TEXT EXCERPT »
## begin
Missouri legislators don’t return to Jefferson City for another month, but two bills that would make big changes to education in the state already have been filed.

One would drastically change the way school districts are accredited and another would stir the controversy around Common Core standards.

Rep. David Wood, a Republican from Versailles in mid-Missouri, pre-filed abill that would require the state to accredit individual schools rather than entire districts.

In Missouri, districts are either accredited, unaccredited or, like Kansas City, provisionally accredited.

Wood says his bill would keep both money and successful students in struggling districts.

“We want to keep them in the district and close to home where they’re familiar with their community first and then the other options can come later,” he says.

Students in unaccredited districts can transfer to other districts. The unaccredited district loses the state per-pupil allocation and must pay transportation costs.

Wood has also pre-filed abill on who should write new academic standards. Missouri schools are using the same expectations as 42 other states, known as Common Core.

Common Core is controversial in almost any state but a little more so in Missouri.

Many conservatives want to dump Common Core altogether.

Wood  says his bill would require any  standardized test to be written by a state university rather than Smarter Balanced Assessment Consortium, the private testing company the state partners with now.

“I feel that’s a check that’s written outside the state of Missouri that we can take care of that test inside the state of Missouri and we can keep our money here and support a university,” he says.

The University of Missouri already has expressed interest in writing the test.

The University of Kansas is writing the Common Core test in Kansas.
## end
REQUIRED WORK »
Answer these questions using the article on Missouri education bills above.
1. What three accreditation statuses can a Missouri school district have?
2. How many other states use the same academic expectations as Missouri schools?
3. Which university is writing the Common Core test in Kansas?

RECORD EXCERPTS »
## begin
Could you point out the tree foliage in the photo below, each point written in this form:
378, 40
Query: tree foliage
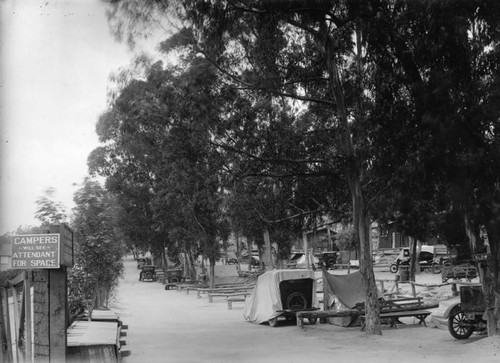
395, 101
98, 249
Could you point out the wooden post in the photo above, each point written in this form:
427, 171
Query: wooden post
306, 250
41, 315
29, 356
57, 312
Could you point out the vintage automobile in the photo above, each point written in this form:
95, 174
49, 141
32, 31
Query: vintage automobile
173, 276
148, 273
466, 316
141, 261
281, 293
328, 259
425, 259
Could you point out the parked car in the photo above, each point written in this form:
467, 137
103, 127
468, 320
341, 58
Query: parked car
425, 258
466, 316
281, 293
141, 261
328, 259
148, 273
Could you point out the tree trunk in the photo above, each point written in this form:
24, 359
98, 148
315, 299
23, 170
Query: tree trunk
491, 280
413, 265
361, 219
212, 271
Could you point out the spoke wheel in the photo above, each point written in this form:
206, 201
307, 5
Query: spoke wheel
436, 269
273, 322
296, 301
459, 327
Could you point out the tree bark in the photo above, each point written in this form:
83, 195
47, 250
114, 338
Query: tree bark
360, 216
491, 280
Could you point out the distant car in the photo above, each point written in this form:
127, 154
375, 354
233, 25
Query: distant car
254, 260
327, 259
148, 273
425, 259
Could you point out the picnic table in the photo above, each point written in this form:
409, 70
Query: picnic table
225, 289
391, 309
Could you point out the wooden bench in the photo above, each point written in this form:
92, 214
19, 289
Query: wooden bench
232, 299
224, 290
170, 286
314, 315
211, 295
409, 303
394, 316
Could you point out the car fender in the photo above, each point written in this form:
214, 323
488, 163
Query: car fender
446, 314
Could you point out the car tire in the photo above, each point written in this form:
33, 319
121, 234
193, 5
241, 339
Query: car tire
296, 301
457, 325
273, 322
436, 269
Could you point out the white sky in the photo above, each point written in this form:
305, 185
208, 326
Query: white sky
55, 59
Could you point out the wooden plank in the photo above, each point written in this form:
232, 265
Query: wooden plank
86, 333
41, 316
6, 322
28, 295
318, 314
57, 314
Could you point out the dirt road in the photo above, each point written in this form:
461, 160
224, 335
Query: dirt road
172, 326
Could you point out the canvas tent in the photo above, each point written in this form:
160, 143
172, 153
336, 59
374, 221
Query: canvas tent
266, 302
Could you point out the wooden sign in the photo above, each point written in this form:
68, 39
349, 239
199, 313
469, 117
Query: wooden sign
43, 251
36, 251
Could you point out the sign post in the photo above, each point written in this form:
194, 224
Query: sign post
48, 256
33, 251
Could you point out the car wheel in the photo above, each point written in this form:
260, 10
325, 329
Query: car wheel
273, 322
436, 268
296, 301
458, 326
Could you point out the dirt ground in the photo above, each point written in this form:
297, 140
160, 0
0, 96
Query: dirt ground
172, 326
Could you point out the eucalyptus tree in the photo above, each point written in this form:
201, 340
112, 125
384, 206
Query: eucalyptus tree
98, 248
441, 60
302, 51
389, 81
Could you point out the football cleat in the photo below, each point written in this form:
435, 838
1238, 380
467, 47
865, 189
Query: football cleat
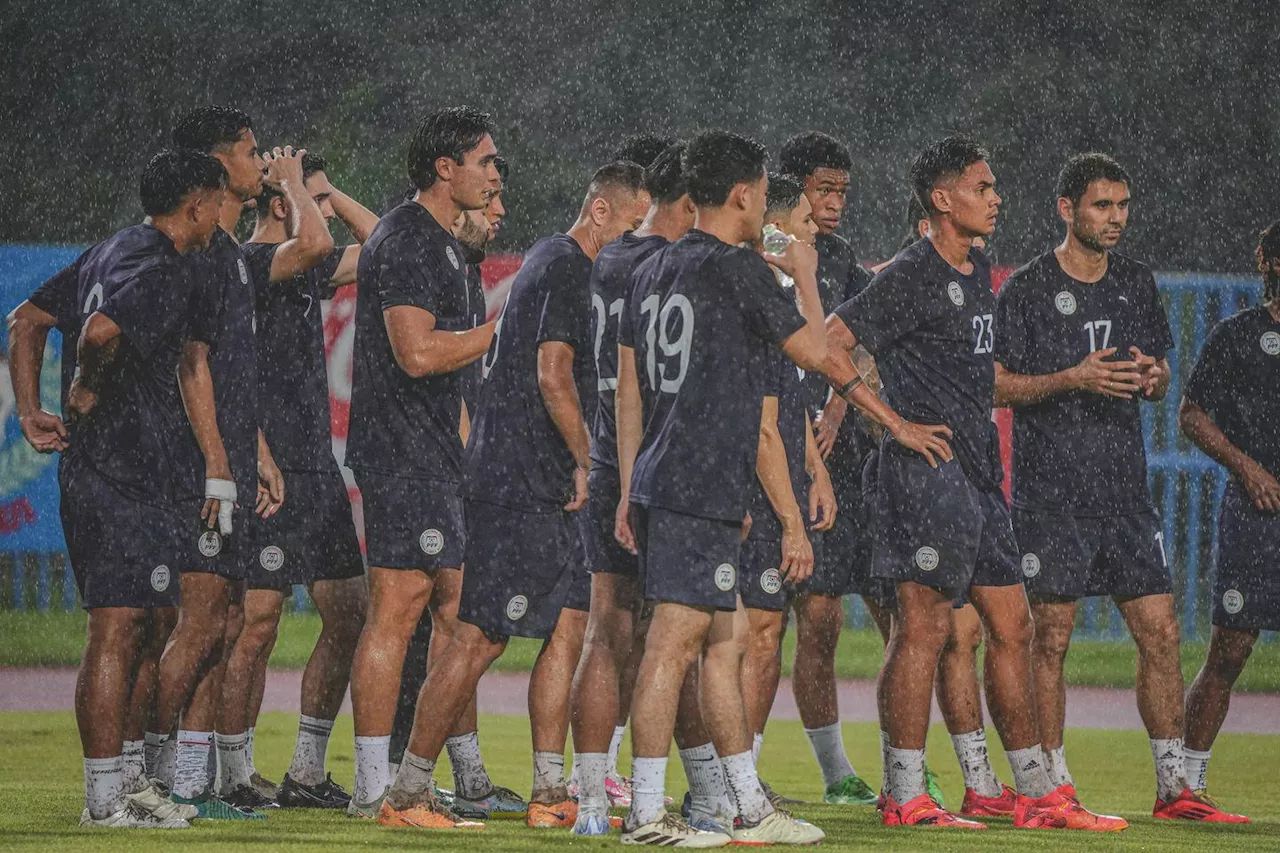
## end
RESPONSE TO THIS EXERCISE »
1. Accredited, unaccredited, or provisionally accredited.
2. 42.
3. The University of Kansas.